**EXERCISE DESCRIPTION**
Retype each line below precisely.
○ ○ ○ ○ ○
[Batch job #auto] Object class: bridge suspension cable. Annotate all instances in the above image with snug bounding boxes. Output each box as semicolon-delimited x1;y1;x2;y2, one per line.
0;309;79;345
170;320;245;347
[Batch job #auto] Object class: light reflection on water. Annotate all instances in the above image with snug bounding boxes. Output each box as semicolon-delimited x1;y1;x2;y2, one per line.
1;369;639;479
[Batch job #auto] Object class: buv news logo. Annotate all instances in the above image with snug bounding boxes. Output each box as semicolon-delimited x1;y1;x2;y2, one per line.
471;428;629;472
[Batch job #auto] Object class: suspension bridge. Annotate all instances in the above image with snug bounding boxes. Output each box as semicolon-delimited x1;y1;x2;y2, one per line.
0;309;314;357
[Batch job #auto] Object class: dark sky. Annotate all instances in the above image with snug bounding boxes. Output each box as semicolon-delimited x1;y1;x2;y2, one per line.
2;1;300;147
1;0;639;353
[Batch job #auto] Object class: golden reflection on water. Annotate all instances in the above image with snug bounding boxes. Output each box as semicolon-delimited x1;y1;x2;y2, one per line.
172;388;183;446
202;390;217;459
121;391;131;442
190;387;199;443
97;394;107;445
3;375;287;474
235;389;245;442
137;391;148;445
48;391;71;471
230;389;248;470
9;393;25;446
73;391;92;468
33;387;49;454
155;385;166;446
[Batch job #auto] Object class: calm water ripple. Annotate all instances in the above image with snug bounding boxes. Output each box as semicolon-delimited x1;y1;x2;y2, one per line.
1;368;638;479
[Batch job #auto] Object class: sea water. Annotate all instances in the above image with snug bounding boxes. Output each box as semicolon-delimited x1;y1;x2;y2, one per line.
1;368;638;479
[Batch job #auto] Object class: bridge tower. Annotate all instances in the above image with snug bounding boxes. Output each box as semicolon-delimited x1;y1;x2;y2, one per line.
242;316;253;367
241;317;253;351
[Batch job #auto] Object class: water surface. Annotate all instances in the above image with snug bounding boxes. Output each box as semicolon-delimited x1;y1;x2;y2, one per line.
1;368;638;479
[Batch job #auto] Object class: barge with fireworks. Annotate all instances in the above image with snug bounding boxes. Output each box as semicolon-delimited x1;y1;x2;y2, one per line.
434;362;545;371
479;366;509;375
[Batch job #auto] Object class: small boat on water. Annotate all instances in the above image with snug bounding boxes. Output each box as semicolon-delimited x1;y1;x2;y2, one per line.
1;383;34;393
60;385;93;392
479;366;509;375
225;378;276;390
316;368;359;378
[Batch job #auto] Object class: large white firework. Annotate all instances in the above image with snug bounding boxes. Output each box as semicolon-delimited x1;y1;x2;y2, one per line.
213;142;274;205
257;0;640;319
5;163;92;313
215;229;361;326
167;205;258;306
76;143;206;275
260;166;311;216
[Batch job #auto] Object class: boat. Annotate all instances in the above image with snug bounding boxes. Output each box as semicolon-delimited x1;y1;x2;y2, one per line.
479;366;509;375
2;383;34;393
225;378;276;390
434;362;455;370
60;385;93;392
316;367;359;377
○ ○ ○ ○ ○
**TASK RESULT**
[Batch job #auto] Object class: bridge suspension cable. Annotate all instances in the above image with snug bounding boxes. Output each box as semicolon-delimited x1;y1;x2;y2, one per line.
0;309;79;345
170;320;245;347
[Batch job #auto] Object class: light reflection on water. Annotate all instances in the above image with snug bounding boxes. Output each box as semicolon-delimited x1;y1;x2;y2, one per line.
1;369;639;479
[Batch job #auto] Object class: buv news logo. Annotate all instances in the above image with snug bounding boxes. Output each box as semicolon-delimited x1;y1;x2;y2, one per line.
471;428;629;472
[Batch job #auto] Object class: suspension bridge. Annotate all instances in the above image with snug bounding boxes. Output each box as semicolon-delimited x1;y1;x2;y2, one per line.
0;309;314;357
[Batch job #auto] Object class: dark sky. Annotate all instances in the above image with snug bounding boxes. Output each box as semicolon-delimited x1;y1;x2;y2, one per line.
2;1;300;147
1;0;639;353
[Batch job #auto] Object class: golden reflection on water. Annotate all instances in the above image with snug bounding boxes. Output each box as semicolon-delimited x1;y1;x2;y2, one per line.
172;388;183;446
202;390;217;459
121;391;131;442
190;387;199;443
97;394;107;445
3;375;287;474
235;389;245;442
137;391;148;445
48;391;71;471
230;389;248;470
9;393;25;446
73;391;92;468
33;387;49;454
155;385;166;446
[Batch job #auto] Object class: calm water ripple. Annotate all instances in the above image with snug bounding boxes. Output each box as semicolon-delimited x1;y1;x2;y2, one per line.
1;368;638;479
[Batch job #auto] Object class: sea water. Annotate all instances in the above image with snug bounding boxes. Output each box as semicolon-delimited x1;y1;x2;y2, one per line.
1;368;638;479
[Batch job #auto] Object class: bridge tower. Annotate all instances in the above image with snug bounding boxes. Output each box as semicolon-delimited x1;y1;x2;y2, one per line.
242;316;253;367
241;317;253;351
[Batch job #auto] Object class: water surface. Annotate all instances in the above image with snug bounding boxes. Output each box as semicolon-delimited x1;y1;x2;y2, one per line.
1;368;638;479
[Batch job #auto] Object class: barge with fireworks. Annotate all instances in the above image with snug bounding boxes. Output each box as semicolon-delimited x1;y1;x2;y2, one per line.
434;362;545;371
479;366;509;375
[Batch job #auto] Object class: small boat on water. Annotate all instances in the above image with snug bounding boxes. Output each box as semicolon-delimited x1;y1;x2;y2, one per line.
1;383;34;393
60;385;93;392
479;366;509;375
225;378;276;390
316;368;359;378
[Batch job #auto] Object class: large white firework. Annotate all instances in the above image with snug bounding boxes. Output each box as semicolon-delimited x1;y1;x2;y2, one per line.
213;142;274;205
257;0;640;319
5;163;92;313
215;229;361;326
167;205;258;306
76;143;206;275
260;166;311;216
[Batch job #auto] Object class: boat. Annotate all instances in the above image with snug bounding boxes. Output each box as semicolon-delimited x1;y1;x2;y2, one per line.
479;366;509;375
2;383;34;393
225;378;276;390
434;362;455;370
60;385;93;392
316;367;359;377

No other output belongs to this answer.